EXERCISE TASK. Pull out every line of the material that contains the string "rule". Case counts.

───── DATA LISTING

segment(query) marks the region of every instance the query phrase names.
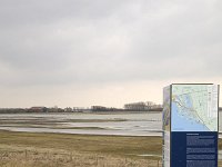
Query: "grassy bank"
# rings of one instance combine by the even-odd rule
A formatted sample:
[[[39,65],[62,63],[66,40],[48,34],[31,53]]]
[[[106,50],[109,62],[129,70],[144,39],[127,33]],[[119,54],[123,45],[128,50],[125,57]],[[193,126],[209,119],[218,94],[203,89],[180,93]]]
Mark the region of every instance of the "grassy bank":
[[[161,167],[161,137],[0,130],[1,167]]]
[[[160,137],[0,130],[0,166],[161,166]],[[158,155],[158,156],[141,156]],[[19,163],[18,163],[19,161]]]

──────────
───── DATA LISTING

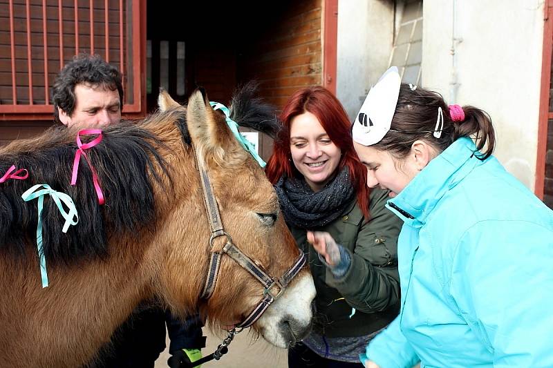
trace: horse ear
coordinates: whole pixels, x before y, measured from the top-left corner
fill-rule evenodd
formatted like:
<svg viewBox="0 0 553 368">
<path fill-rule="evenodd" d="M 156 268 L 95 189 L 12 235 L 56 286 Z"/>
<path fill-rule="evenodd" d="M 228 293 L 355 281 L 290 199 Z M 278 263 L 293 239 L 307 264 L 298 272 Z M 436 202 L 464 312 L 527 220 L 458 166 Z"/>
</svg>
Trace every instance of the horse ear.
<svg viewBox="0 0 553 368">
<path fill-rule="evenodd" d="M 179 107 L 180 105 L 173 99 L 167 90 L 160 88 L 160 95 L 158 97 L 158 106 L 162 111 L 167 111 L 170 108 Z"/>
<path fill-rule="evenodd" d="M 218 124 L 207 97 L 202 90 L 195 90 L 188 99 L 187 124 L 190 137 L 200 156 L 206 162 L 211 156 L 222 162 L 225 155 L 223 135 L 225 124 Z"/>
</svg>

──────────

RESPONSE TO THE TASK.
# rings of one instance combine by the even-odd rule
fill-rule evenodd
<path fill-rule="evenodd" d="M 156 268 L 95 189 L 12 235 L 56 286 Z"/>
<path fill-rule="evenodd" d="M 228 293 L 355 281 L 290 199 Z M 278 263 L 293 239 L 307 264 L 298 272 Z M 436 202 L 464 312 L 527 220 L 458 166 Z"/>
<path fill-rule="evenodd" d="M 179 107 L 180 105 L 173 99 L 167 90 L 160 88 L 160 95 L 158 97 L 158 106 L 162 111 L 167 111 L 170 108 Z"/>
<path fill-rule="evenodd" d="M 218 124 L 207 97 L 202 90 L 195 90 L 188 99 L 187 124 L 190 137 L 200 156 L 206 162 L 211 156 L 222 162 L 225 155 L 223 135 L 225 124 Z"/>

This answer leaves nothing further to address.